Pull out every line below that holds the word "hoodie".

─── Available records ───

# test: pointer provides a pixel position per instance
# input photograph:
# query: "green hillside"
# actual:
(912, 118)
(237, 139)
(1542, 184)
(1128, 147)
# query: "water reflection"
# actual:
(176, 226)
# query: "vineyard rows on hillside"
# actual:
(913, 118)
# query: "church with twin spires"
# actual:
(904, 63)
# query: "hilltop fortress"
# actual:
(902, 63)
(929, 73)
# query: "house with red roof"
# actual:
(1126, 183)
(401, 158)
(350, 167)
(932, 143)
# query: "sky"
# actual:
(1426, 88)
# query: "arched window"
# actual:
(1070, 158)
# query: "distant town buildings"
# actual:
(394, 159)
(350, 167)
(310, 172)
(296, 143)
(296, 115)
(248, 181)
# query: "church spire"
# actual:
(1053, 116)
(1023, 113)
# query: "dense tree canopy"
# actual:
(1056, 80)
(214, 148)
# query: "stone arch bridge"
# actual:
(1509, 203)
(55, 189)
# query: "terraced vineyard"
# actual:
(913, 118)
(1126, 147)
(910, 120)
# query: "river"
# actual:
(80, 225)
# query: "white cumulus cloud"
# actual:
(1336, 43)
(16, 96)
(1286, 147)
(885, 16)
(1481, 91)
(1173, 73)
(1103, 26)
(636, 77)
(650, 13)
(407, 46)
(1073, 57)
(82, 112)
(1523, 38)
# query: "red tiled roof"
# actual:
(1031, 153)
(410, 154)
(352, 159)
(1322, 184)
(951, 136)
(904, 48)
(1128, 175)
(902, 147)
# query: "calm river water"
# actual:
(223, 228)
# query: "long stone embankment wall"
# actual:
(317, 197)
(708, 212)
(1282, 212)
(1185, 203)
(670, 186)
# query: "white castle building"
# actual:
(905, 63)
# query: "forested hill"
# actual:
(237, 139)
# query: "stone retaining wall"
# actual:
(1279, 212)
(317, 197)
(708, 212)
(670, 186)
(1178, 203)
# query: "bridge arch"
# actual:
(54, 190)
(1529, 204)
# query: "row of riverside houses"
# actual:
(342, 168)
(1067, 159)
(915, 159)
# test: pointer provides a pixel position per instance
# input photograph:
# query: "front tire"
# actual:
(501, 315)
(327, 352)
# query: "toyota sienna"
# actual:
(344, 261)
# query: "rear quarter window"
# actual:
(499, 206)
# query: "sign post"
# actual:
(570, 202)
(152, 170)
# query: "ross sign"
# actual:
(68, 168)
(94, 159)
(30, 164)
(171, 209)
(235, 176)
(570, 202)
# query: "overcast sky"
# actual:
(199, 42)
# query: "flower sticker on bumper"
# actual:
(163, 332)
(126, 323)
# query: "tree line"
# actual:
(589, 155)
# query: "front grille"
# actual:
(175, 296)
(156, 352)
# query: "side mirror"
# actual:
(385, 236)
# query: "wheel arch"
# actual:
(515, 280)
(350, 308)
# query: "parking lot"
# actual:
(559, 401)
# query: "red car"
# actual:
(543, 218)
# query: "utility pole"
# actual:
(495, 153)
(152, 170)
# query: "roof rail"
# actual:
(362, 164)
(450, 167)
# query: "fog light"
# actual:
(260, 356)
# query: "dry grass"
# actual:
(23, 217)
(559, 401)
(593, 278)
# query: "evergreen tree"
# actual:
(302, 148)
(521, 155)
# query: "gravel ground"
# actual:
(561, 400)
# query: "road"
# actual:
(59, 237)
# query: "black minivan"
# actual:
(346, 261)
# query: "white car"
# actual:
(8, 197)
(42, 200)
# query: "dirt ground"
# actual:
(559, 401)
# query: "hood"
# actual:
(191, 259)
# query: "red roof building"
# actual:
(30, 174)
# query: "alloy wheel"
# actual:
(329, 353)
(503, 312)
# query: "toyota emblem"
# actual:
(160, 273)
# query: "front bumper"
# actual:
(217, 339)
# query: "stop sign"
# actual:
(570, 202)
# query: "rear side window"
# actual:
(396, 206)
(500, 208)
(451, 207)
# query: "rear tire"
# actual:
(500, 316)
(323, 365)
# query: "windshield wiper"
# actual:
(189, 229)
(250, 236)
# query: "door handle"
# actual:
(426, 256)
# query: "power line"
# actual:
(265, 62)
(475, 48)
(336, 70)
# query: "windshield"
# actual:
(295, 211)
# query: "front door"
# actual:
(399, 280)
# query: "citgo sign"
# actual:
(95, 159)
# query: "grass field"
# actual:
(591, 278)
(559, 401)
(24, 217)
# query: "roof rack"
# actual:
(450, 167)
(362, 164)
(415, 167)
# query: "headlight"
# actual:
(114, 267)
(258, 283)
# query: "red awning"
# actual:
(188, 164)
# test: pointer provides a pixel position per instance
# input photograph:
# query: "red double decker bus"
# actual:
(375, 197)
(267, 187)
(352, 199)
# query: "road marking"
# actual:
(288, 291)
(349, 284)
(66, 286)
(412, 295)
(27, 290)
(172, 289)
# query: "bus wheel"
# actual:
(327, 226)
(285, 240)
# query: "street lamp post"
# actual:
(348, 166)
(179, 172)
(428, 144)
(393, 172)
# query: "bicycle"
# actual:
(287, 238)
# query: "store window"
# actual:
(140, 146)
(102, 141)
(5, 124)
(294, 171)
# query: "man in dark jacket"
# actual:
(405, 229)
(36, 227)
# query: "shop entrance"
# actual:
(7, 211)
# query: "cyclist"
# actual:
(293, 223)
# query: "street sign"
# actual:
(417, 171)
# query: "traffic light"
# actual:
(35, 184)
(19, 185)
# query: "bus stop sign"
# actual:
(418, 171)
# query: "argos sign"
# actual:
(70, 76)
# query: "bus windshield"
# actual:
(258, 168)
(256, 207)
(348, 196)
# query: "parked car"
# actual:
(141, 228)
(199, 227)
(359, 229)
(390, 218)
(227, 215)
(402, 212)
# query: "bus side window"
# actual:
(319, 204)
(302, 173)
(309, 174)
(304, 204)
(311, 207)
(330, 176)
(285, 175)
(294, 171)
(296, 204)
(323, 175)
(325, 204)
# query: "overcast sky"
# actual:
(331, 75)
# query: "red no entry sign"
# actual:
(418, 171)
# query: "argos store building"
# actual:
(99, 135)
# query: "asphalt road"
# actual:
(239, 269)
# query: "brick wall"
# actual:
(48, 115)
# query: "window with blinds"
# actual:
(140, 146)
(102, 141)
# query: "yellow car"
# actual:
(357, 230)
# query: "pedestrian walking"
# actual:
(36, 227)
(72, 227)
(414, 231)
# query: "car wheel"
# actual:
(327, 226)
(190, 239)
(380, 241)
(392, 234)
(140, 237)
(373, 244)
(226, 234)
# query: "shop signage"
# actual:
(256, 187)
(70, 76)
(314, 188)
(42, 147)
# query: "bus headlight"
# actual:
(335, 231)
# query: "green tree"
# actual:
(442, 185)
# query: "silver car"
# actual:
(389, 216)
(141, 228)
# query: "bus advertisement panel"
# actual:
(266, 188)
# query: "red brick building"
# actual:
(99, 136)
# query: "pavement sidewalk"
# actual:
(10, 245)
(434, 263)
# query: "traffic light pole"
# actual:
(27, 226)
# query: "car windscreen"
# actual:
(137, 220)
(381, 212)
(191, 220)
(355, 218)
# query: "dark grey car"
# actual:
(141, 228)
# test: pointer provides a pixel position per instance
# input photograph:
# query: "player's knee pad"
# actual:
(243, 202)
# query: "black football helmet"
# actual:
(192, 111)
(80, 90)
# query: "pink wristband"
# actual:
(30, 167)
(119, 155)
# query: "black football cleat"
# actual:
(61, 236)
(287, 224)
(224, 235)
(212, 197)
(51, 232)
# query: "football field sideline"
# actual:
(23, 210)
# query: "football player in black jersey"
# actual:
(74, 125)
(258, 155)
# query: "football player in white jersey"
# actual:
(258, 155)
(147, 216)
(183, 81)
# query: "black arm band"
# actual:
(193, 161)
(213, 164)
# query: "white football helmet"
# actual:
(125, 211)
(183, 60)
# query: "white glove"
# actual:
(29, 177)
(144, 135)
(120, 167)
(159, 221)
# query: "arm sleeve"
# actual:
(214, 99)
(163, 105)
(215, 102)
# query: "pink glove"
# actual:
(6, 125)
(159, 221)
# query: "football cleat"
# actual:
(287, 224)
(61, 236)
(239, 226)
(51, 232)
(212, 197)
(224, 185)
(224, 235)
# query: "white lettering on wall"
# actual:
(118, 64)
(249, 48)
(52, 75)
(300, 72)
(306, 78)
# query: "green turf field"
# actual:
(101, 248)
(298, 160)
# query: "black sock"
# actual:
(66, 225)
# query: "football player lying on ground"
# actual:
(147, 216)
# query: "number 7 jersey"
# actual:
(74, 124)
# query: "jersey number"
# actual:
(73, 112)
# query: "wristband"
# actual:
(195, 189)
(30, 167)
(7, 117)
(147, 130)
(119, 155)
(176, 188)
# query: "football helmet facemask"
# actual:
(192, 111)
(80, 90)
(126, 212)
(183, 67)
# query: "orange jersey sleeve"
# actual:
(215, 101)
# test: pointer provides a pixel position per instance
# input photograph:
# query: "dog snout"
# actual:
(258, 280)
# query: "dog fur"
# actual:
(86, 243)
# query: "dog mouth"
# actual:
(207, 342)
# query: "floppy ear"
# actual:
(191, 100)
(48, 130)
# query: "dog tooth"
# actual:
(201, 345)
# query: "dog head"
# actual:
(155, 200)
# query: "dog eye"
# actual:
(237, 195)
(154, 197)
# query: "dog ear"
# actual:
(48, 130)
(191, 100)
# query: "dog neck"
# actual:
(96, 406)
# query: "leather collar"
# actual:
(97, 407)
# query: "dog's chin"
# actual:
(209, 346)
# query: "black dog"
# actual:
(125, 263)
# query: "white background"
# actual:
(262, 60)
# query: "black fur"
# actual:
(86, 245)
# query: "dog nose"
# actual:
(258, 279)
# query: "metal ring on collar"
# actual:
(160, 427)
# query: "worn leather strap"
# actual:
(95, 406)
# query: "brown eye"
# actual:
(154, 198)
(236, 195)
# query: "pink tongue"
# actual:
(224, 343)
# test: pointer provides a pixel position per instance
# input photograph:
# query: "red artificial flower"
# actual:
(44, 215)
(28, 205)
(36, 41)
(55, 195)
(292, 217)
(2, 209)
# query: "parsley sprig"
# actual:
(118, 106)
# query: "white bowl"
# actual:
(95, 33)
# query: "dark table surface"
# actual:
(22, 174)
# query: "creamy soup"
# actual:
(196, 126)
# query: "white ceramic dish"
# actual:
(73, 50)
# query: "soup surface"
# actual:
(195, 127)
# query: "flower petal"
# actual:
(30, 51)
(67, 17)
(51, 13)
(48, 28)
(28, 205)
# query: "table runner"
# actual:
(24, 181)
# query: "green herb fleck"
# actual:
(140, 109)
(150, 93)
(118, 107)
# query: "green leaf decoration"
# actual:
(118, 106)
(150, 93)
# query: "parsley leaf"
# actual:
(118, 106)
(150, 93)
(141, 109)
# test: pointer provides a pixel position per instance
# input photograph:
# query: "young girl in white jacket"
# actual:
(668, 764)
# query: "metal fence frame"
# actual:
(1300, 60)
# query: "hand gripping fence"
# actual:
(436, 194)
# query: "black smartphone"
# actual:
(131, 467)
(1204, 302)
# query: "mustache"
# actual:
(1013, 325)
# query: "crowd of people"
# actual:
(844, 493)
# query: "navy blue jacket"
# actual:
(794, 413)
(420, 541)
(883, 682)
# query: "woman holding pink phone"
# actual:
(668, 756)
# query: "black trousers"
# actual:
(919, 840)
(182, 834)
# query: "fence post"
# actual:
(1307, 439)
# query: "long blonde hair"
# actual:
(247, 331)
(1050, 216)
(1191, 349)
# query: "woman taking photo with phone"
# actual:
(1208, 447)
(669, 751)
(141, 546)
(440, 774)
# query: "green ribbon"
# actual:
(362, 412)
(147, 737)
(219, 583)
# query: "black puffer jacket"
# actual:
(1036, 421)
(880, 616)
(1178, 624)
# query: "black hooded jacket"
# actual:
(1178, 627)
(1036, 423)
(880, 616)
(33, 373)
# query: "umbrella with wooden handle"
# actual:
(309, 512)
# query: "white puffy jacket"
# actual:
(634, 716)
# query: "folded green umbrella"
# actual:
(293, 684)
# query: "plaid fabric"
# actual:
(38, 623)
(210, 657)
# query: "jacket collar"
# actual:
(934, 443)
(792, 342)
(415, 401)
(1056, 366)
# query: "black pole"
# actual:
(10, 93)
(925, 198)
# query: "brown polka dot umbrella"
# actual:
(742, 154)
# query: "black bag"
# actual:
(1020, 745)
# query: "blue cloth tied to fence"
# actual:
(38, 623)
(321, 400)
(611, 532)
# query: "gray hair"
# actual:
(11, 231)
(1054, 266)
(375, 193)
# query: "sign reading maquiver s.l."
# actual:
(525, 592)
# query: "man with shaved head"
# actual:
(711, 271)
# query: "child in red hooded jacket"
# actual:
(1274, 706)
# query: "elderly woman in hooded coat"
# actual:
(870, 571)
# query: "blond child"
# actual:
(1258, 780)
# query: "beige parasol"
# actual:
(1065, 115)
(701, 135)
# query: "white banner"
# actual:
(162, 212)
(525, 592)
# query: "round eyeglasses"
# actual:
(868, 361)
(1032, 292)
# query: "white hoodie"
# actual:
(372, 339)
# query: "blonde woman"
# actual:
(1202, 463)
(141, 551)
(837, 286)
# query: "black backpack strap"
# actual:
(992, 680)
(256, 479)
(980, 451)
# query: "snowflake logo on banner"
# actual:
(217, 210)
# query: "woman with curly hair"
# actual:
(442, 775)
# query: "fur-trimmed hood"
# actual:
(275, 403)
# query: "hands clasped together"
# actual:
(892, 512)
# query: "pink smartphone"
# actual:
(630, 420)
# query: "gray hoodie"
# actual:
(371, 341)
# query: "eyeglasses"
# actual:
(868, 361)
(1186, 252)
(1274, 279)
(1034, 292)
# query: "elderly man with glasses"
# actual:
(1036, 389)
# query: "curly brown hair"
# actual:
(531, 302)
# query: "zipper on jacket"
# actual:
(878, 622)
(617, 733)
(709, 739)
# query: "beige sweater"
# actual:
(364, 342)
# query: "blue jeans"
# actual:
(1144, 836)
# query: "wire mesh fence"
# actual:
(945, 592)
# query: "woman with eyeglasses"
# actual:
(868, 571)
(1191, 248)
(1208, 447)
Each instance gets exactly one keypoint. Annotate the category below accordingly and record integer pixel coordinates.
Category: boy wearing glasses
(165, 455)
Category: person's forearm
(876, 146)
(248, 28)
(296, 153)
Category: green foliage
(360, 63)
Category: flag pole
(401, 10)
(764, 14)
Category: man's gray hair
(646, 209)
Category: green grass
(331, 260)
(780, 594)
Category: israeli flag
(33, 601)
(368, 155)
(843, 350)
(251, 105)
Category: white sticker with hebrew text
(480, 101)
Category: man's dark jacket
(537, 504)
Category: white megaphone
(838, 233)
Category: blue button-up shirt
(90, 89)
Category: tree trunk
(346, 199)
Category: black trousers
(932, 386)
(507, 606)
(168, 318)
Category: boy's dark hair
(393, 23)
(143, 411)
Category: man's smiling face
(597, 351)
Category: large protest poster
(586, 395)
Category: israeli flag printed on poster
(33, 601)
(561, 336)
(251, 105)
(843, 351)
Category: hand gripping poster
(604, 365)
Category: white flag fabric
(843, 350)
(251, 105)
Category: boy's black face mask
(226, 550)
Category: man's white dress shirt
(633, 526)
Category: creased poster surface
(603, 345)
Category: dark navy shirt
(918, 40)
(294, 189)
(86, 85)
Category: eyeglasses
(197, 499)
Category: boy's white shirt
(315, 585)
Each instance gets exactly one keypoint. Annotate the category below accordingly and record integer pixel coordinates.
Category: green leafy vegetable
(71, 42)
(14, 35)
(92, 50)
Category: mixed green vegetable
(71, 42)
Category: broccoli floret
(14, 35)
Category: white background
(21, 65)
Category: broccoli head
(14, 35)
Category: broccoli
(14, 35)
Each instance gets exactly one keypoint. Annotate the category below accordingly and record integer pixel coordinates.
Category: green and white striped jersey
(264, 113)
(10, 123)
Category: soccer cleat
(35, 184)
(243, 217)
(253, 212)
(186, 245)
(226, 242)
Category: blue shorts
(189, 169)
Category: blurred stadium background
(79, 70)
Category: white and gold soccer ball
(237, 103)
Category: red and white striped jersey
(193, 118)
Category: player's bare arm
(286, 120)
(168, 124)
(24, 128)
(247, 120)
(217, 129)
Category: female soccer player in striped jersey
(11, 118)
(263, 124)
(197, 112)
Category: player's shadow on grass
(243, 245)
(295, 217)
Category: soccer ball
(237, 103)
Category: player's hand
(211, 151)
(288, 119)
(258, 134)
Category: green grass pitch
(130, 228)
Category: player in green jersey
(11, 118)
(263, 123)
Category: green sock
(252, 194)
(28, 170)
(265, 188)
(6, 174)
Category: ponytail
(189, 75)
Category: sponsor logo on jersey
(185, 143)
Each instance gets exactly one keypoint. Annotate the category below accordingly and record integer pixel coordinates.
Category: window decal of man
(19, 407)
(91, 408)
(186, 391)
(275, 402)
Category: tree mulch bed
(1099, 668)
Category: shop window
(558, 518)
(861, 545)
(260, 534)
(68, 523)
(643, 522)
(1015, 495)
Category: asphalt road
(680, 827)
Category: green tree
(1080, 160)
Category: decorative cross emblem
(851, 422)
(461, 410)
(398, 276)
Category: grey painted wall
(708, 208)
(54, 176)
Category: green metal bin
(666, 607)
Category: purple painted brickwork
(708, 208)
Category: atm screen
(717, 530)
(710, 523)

───

- [Exercise result]:
# query: "white hoodie"
# query: "gray hoodie"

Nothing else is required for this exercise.